Report each line in the items below that contains the string "background", reproducing the line in full.

* * * * * * * * *

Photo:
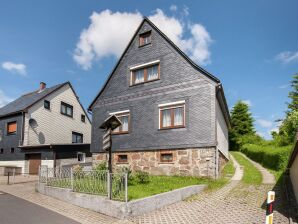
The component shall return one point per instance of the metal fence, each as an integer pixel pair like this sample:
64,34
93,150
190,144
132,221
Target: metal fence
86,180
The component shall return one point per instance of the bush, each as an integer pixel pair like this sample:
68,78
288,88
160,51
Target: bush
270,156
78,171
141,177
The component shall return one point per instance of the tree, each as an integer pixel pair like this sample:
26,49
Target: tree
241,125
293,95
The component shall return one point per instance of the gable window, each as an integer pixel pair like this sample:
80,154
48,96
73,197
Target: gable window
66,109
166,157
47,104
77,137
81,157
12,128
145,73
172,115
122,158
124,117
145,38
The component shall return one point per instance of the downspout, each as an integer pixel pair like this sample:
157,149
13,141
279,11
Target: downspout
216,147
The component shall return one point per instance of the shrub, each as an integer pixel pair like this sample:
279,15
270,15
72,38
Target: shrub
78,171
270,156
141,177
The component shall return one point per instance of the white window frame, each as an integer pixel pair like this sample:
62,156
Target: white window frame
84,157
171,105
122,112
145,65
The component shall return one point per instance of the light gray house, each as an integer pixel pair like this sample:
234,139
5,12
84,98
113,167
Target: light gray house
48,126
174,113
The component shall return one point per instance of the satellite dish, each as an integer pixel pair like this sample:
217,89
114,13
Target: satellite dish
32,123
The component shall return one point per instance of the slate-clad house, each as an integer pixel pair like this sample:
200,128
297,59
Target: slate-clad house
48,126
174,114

* * * * * * * * *

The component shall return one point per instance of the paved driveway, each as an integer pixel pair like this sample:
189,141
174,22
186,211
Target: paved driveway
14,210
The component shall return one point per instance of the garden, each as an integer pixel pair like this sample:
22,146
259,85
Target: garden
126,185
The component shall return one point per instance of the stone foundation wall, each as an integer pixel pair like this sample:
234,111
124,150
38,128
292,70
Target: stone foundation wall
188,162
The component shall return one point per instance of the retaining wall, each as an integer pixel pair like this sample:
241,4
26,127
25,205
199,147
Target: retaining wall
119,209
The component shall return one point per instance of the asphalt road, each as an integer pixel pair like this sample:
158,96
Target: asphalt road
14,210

* * * * * * * * *

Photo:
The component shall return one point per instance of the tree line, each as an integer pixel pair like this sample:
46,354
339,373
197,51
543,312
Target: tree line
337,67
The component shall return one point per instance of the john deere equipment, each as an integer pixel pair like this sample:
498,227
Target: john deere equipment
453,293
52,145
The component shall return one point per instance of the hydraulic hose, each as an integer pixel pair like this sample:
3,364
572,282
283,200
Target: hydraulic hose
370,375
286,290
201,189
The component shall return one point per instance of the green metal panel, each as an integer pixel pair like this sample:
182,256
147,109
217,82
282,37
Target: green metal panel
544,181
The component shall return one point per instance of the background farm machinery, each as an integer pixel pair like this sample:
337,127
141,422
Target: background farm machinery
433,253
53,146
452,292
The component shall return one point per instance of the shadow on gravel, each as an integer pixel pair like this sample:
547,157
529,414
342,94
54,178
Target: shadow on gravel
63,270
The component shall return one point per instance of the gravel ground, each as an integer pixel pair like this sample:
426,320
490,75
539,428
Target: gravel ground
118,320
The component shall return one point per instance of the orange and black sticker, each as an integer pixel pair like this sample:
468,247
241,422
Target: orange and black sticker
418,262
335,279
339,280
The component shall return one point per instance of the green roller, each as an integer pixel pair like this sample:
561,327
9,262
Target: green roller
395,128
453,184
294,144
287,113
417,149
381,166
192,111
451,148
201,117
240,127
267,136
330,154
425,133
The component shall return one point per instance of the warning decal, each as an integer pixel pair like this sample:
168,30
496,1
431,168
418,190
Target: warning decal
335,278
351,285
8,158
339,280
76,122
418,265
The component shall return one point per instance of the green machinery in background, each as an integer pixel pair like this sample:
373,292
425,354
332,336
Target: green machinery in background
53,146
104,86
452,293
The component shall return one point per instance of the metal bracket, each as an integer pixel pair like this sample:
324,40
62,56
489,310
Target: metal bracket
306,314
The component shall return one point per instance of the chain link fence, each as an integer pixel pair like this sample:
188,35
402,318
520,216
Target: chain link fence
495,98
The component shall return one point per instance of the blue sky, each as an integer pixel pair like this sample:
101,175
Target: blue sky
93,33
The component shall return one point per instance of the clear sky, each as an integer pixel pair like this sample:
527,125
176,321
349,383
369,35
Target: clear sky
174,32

* * * * * * * * *

**Finished answer**.
The component shall return one point per instance of the background farm machinery, each as an integer pixel pair like this sample:
Target: background farm machinery
The component shall return one point per instance of the green machinery in background, each as an integer pixel pair like this sample:
Target: green machinery in background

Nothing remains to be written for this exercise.